* **DATASET ROWS**:

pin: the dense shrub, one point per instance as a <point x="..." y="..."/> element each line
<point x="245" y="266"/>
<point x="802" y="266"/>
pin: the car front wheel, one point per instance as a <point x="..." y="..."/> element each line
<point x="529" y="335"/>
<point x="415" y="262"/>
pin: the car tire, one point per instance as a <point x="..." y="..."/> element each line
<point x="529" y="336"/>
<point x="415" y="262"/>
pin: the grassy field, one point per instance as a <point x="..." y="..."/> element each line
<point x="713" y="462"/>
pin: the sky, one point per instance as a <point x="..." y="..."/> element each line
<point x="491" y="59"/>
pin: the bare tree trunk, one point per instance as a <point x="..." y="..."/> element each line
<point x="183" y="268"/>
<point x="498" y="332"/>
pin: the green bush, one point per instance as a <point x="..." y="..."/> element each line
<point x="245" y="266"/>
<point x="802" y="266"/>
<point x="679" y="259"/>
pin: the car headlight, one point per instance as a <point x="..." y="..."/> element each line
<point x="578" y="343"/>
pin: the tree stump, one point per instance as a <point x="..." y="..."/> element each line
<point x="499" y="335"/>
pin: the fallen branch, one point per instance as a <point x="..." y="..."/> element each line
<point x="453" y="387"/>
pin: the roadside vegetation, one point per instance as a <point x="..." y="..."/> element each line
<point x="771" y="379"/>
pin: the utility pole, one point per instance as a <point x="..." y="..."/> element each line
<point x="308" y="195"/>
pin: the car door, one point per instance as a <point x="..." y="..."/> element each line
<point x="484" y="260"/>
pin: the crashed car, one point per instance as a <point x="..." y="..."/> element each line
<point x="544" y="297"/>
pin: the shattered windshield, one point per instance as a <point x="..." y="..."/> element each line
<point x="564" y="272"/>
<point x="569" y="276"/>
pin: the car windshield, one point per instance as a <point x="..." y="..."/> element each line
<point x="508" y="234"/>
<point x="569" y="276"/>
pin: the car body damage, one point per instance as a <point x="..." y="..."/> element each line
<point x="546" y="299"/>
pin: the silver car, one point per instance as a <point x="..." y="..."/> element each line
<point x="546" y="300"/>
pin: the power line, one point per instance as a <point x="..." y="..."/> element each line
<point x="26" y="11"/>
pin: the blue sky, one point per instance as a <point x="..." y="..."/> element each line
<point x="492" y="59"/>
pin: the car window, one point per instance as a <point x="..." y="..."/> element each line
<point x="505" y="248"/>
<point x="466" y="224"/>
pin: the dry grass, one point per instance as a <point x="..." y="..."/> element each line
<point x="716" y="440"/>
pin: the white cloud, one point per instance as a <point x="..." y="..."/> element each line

* **WHAT THIS TASK INVOLVES**:
Please repeat everything in the material above, from the line containing "pin: the power" down through the final line, with both ends included.

* **RESULT BELOW**:
pin: the power line, one point per instance as a <point x="..." y="..."/> element each line
<point x="26" y="11"/>
pin: the blue sky, one point per instance as a <point x="..." y="..."/> element each line
<point x="492" y="59"/>
pin: the car window, one point per instance as a <point x="..." y="..."/> element each line
<point x="505" y="248"/>
<point x="466" y="224"/>
pin: the dry grass, one point per instance as a <point x="..." y="..."/> element each line
<point x="716" y="440"/>
pin: the white cloud, one point per instance as a <point x="..." y="..."/> element each line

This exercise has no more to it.